Détail de la consigne: Prolongez l'extrait de l'arrêt présenté ci-dessous en reprenant juste après sa dernière phrase.

Extrait de page:

------------------------------------------------------------

Maître [P] [T], es qualité de mandataire ad litem de la société SUNGOLD domicilié en cette qualité au siège social sis [Adresse 4]

non représenté, assigné à personne

[C] [X] veuve [O] es qualité d'héritier de Monsieur [I], [E], [D] [O] décédé le [Date décès 5] 2021 à [Localité 13]

née le [Date naissance 7] 1955 à [Localité 12]

de nationalité Française

demeurant [Adresse 18]

[L] [O] es qualité d'héritier de Monsieur [I], [E], [D] [O] décédé le [Date décès 5] 2021 à [Localité 13]

né le [Date naissance 3] 1981 à [Localité 11]

de nationalité Française,

demeurant [Adresse 9]

[W] [K]-[O] es qualité d'héritier de Monsieur [I], [E], [D] [O] décédé le [Date décès 5] 2021 à [Localité 13]

né le [Date naissance 2] 1971 à [Localité 17]

de nationalité Française,

demeurant [Adresse 10]

[F] [K]-[O] es qualité d'héritier de Monsieur [I], [E], [D] [O] décédé le [Date décès 5] 2021 à [Localité 13]

né le [Date naissance 6] 1981 à [Localité 12]

de nationalité Française,

demeurant [Adresse 14]

représentés par Maître Anne-caroline JUVIN-THIENPONT, avocat postulant au barreau de BORDEAUX, et assistés de Maître Gilbert GARRETA de la SCP GARRETA ET ASSOCIES, avocat plaidant au barreau de PAU

COMPOSITION DE LA COUR :

En application des dispositions des articles 805 et 907 du code de procédure civile, l'affaire a été débattue le 29 avril 2024 en audience publique, les avocats ne s'y étant pas opposés, devant M. Emmanuel BREARD, Conseiller, qui a fait un rapport oral de l'affaire avant les plaidoiries,

Ce magistrat a rendu compte des plaidoiries dans le délibéré de la cour, composée de :

Président : Madame Paule POIREL

Conseiller : Mme Bérengère VALLEE

Conseiller : M. Emmanuel BREARD

Greffier lors des débats : Madame Véronique SAIGE

ARRÊT :

- par défaut

- prononcé publiquement par mise à disposition de l'arrêt au greffe de la cour, les parties en ayant été préalablement avisées dans les conditions prévues au deuxième alinéa de l'article 450 du code de procédure civile.

------------------------------------------------------------

Données fournies:
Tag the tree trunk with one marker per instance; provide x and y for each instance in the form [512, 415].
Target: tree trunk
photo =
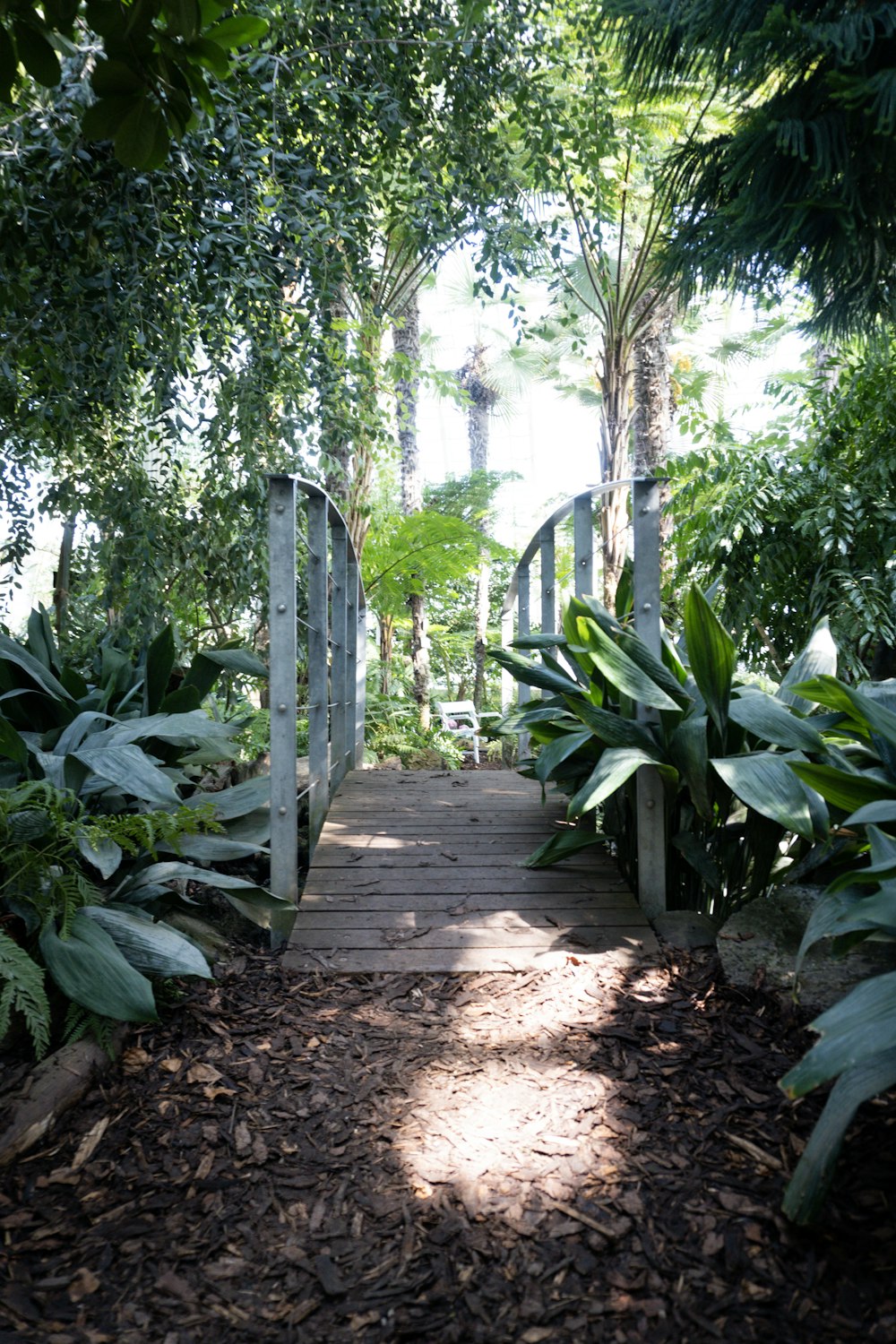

------------------------------------------------------------

Réponse rédigée:
* * *

EXPOSE DU LITIGE ET DE LA PROCÉDURE

Le 19 janvier 2016, M. [I] [O] a passé commande d'une centrale photovoltaïque auprès de la société Institut des Nouvelles Energies.

Cet achat a été intégralement financé au moyen d'un prêt de 21 500 euros souscrit auprès de la banque Sofemo, remboursable en 120 mensualités d'un montant de 249,52 euros hors assurance au taux effectif global de 5,96% l'an, selon offre du 19 janvier 2016.

Le 10 février 2016, la société Sungold a procédé à l'installation du matériel.

M. [I] [O] s'est plaint auprès de la société Cofidis de l'absence de raccordement par courrier du 7 mars 2017.

C'est ainsi que par acte d'huissier du 25 août 2020, M. [O] a fait assigner M. [S] [G] en qualité de mandataire ad litem de la société Sungold et la société Cofidis venant aux droits de la société Sofemo devant le tribunal judiciaire de Bordeaux, aux fins, notamment, de voir annuler le contrat de vente et le contrat de crédit.

[I] [O] est décédé le [Date décès 5] 2021.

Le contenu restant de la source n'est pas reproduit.